Directive:
Pull out each line of the entries below that contains the string "snow", and copy those lines unchanged.

Provided data:
--- --- ---
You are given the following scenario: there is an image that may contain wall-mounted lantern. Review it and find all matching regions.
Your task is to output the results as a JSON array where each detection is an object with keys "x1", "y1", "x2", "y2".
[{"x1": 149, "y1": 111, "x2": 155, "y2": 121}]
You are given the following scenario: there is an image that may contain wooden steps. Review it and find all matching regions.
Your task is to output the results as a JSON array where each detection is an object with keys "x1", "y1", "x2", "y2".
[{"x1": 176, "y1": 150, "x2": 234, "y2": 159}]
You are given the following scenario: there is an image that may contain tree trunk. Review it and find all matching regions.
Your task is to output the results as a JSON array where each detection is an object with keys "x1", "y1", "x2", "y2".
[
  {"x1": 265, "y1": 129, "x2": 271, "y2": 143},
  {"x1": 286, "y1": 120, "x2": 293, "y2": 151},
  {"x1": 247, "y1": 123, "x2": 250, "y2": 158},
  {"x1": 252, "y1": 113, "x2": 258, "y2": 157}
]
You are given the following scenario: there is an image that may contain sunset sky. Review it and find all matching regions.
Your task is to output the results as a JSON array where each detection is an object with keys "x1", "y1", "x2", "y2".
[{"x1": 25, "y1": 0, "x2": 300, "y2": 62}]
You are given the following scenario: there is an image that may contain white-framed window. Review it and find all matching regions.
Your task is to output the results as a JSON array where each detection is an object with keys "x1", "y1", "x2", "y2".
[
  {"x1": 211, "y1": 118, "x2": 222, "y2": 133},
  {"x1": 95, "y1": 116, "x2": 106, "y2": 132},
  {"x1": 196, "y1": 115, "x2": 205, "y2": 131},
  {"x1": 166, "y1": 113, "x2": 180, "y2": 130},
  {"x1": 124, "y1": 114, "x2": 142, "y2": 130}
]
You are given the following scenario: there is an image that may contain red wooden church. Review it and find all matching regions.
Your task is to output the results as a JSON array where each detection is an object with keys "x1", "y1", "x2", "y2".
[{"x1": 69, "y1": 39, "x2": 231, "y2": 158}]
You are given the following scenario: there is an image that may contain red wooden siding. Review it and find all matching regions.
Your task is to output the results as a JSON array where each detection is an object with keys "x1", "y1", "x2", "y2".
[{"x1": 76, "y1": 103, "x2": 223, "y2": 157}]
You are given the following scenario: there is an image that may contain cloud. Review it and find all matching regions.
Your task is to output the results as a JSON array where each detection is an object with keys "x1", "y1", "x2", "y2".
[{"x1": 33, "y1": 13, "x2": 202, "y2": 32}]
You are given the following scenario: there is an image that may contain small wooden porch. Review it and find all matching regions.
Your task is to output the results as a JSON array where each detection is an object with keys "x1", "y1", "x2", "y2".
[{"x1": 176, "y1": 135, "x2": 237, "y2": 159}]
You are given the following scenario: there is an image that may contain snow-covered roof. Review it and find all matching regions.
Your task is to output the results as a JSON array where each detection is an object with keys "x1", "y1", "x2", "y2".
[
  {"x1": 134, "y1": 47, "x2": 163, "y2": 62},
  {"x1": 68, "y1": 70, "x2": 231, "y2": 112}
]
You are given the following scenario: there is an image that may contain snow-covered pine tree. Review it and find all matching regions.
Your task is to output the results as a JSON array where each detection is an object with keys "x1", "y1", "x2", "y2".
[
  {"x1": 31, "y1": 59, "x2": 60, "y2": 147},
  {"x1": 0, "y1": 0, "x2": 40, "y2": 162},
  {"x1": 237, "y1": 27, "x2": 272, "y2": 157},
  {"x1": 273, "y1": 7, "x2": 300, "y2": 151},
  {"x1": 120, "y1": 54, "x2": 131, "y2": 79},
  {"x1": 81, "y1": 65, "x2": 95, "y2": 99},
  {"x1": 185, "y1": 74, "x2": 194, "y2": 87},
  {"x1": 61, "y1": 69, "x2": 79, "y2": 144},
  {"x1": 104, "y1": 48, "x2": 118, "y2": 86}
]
--- --- ---
Task solution:
You are given the following scenario: there is an image that may contain snow-covered roof. Review it and find all matching regions.
You are given the following scenario: there is an image that may contain snow-covered pine tree. Review it and find all matching regions.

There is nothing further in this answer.